* Collection entries *
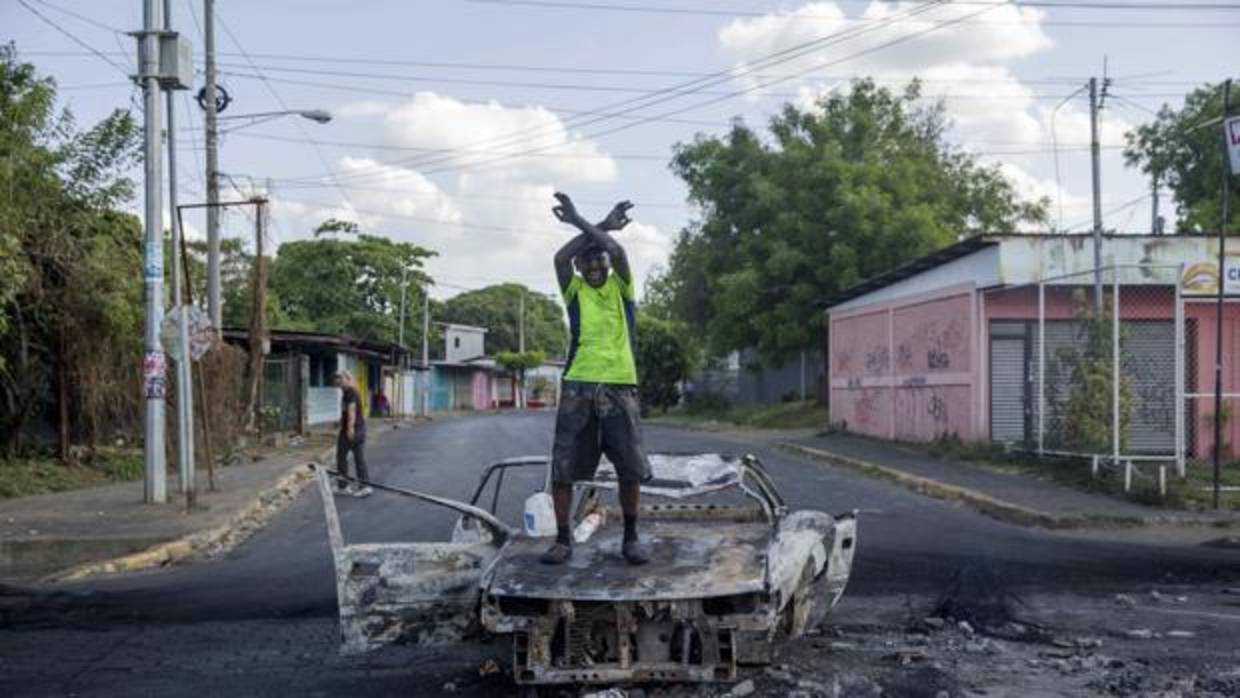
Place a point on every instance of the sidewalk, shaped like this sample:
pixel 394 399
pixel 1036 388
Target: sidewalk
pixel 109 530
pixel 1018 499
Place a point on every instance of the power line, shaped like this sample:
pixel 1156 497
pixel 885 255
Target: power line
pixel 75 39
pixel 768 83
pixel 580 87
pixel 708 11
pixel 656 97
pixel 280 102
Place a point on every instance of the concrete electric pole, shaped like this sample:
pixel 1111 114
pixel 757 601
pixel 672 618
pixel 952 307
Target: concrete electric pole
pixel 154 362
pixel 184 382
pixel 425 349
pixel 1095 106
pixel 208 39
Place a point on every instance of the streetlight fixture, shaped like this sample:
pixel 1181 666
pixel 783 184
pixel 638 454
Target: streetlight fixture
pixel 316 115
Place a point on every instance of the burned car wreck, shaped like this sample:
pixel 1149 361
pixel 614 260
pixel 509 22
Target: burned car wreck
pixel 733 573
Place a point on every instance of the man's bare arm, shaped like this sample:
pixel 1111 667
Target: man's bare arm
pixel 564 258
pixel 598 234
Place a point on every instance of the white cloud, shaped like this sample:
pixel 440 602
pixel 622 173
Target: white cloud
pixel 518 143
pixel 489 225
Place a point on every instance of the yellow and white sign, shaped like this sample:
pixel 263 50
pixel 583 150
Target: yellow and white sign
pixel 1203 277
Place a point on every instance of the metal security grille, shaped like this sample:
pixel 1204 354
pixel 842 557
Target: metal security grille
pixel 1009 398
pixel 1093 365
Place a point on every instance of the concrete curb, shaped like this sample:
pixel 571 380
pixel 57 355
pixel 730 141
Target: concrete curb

...

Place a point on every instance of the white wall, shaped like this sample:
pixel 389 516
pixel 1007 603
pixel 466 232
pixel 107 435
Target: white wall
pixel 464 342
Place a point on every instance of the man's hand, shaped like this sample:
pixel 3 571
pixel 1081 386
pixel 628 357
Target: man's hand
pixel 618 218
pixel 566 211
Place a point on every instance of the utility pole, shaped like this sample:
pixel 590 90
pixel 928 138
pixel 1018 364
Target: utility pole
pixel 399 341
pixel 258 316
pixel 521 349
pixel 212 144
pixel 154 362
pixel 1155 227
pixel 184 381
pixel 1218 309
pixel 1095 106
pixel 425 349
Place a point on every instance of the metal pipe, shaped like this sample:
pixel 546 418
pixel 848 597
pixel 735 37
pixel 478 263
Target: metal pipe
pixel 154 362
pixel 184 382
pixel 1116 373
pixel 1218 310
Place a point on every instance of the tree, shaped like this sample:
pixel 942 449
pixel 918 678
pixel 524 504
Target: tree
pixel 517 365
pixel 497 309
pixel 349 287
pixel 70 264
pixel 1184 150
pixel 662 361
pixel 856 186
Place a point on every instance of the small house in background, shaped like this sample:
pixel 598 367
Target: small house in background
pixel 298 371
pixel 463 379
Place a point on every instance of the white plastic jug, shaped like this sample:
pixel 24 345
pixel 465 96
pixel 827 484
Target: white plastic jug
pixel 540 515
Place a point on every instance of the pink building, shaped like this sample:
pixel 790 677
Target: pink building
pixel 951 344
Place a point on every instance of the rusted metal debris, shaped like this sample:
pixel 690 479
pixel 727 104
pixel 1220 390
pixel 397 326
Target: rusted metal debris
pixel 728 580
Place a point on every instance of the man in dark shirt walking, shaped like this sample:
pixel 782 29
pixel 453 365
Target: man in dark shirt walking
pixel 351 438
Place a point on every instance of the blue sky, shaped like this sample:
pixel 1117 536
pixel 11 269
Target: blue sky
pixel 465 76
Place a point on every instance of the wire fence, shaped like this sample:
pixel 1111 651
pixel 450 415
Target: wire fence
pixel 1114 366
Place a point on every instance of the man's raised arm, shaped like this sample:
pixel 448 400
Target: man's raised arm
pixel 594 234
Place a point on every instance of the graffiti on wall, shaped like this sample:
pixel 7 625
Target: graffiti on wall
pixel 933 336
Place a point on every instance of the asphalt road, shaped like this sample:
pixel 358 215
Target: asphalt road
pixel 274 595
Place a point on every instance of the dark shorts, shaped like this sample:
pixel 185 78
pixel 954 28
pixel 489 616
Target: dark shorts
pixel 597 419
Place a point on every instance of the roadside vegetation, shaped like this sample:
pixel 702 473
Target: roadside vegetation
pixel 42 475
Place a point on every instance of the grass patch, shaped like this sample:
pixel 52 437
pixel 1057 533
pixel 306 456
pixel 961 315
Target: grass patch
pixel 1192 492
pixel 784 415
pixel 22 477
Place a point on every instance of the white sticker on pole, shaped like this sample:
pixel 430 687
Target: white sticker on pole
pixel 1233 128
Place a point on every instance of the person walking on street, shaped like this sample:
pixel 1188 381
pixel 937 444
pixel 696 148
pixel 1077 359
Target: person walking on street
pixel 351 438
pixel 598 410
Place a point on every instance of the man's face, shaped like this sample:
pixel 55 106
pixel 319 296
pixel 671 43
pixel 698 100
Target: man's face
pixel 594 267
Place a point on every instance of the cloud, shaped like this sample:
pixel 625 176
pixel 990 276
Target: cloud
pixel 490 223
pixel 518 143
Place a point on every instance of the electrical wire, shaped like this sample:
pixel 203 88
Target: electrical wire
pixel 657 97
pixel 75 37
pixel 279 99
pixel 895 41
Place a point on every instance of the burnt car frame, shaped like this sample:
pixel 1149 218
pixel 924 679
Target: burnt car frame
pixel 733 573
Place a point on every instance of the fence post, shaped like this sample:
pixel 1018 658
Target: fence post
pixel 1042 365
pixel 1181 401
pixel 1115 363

* Instructions for the task *
Update the listing lines from the one containing "Place a point on every instance of the yellow" through the one containing "Target: concrete curb", inclusive, so that "metal security grille" reads "steel roll-up shutter" and nothing else changes. Return only those lines.

* Result of this task *
Place a point on every instance of the yellow and white sign, shaped like this sample:
pixel 263 50
pixel 583 150
Target: yellow and white sign
pixel 1203 277
Place a point on every instance of the steel roll-up shutter, shaped like this sample:
pixel 1204 354
pixel 842 557
Target: steel roll-up shutter
pixel 1009 398
pixel 1093 365
Place a point on every instance of the concrete curb, shaped like this sample:
pixel 571 380
pixel 57 355
pixel 730 141
Target: concrete curb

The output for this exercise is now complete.